That's very helpful. Thank you. And when we think about comps moderating in the second half of the year, it definitely makes sense that maybe you have some pricing that normalizes and maybe offset or supported by some improving traffic from the initiatives that you discussed. Can you talk about the restaurant-level margin and the outlook there? I mean, despite ongoing inflation at the particularly on beef, on the food cost line. You've done an admirable job maintaining margins there. Similarly on the labor side. So just as you think about comps moderating and maybe tie that together with restaurant-level margins for the second half, how are you feeling? What are you looking at? And kind of where do you think the major pivot points are?

speaker
Greta

Well, the major pivot point is going to be how, you know, how traffic moves. So I think... But, you know, we're really encouraged by what we're seeing on that front. But again, it's, you know, no matter how the level of success is going to be, it's going to be a high mountain to climb to offset some of the menu price lapping and certainly the discount reduction lapping that we're going to see in the third and fourth quarter. But having said that, you know, we think margins in the back half are going to approach what we saw in the first quarter. you know, less than what we saw in the second quarter. That was obviously exceptional. But we think they'll approach sort of where they were in the first quarter of this year because, you know, you just have slowing revenue growth against, you know, as you said, continue. There's still some residual inflation that's, you know, that's raising our labor costs and our cost of sales.

PROVIDED INFORMATION »
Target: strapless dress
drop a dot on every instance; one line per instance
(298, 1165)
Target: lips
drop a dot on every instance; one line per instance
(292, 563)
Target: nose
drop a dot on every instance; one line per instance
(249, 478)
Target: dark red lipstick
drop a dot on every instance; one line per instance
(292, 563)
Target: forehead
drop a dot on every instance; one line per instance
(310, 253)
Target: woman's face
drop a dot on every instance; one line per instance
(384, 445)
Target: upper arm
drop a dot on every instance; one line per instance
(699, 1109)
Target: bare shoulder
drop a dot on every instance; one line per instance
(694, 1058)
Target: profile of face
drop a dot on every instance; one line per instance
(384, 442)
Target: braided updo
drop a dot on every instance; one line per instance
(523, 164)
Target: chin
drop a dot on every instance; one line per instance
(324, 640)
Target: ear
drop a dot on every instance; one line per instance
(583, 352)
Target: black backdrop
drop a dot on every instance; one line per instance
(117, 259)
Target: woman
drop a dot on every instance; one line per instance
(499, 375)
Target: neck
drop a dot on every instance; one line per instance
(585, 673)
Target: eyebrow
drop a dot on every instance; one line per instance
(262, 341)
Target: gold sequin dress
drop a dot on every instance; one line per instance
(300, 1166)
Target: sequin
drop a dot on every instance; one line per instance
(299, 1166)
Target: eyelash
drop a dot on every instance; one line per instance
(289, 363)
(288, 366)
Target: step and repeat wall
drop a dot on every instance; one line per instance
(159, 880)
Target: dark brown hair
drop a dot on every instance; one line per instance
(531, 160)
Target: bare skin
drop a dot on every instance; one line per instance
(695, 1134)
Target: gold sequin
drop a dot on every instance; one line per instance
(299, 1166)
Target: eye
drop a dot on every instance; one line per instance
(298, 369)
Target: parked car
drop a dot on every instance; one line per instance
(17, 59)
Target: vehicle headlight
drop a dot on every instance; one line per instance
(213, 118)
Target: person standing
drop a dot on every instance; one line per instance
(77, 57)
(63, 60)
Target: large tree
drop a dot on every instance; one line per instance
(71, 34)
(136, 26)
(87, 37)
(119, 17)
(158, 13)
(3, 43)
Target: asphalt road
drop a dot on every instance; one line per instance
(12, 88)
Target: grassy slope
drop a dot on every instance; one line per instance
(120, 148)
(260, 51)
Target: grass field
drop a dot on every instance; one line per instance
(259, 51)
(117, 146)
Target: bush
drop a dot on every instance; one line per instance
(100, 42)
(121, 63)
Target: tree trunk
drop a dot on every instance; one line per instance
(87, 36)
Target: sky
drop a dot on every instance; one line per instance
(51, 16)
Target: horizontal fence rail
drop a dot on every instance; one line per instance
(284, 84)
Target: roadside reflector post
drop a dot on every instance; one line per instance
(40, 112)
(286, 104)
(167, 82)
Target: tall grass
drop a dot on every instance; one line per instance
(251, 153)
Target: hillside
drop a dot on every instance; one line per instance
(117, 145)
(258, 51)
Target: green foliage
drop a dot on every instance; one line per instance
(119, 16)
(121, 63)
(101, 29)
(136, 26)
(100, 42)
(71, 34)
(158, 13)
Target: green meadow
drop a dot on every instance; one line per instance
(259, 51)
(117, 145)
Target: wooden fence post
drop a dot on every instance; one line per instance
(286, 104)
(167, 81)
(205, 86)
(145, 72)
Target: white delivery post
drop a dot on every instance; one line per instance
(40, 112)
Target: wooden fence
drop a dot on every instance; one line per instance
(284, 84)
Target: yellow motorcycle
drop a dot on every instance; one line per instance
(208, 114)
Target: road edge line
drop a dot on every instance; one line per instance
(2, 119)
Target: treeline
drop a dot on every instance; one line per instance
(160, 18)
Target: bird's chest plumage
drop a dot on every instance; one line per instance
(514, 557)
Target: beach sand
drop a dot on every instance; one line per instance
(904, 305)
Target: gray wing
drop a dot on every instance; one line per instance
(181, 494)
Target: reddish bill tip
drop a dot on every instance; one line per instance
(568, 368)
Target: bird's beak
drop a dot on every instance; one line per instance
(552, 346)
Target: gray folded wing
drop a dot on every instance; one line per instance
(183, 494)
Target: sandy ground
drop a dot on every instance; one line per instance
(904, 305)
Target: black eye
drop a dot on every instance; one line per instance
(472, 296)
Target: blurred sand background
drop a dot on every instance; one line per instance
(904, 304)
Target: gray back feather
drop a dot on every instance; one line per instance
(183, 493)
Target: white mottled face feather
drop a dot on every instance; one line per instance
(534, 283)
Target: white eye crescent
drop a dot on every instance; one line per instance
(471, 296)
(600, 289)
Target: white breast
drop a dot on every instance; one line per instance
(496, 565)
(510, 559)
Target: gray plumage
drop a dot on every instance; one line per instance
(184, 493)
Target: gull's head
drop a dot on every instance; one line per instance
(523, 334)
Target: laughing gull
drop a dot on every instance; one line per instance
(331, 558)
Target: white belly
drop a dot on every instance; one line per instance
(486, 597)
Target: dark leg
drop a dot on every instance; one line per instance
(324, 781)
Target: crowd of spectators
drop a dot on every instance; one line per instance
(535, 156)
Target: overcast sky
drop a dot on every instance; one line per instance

WHAT YOU WILL DO »
A: Write out the transcript from "That's very helpful." up to and including "pivot points are?".
B: Answer these questions using the transcript:
(i) What does the responder name as the major pivot point?
(ii) Which quarter's margins are called exceptional?
(iii) Back-half margins are expected to approach the level of which quarter?
The listing plays no part here.

ANSWER SET »
A:
That's very helpful. Thank you. And when we think about comps moderating in the second half of the year, it definitely makes sense that maybe you have some pricing that normalizes and maybe offset or supported by some improving traffic from the initiatives that you discussed. Can you talk about the restaurant-level margin and the outlook there? I mean, despite ongoing inflation at the particularly on beef, on the food cost line. You've done an admirable job maintaining margins there. Similarly on the labor side. So just as you think about comps moderating and maybe tie that together with restaurant-level margins for the second half, how are you feeling? What are you looking at? And kind of where do you think the major pivot points are?

B:
(i) How traffic moves.
(ii) The second quarter.
(iii) The first quarter.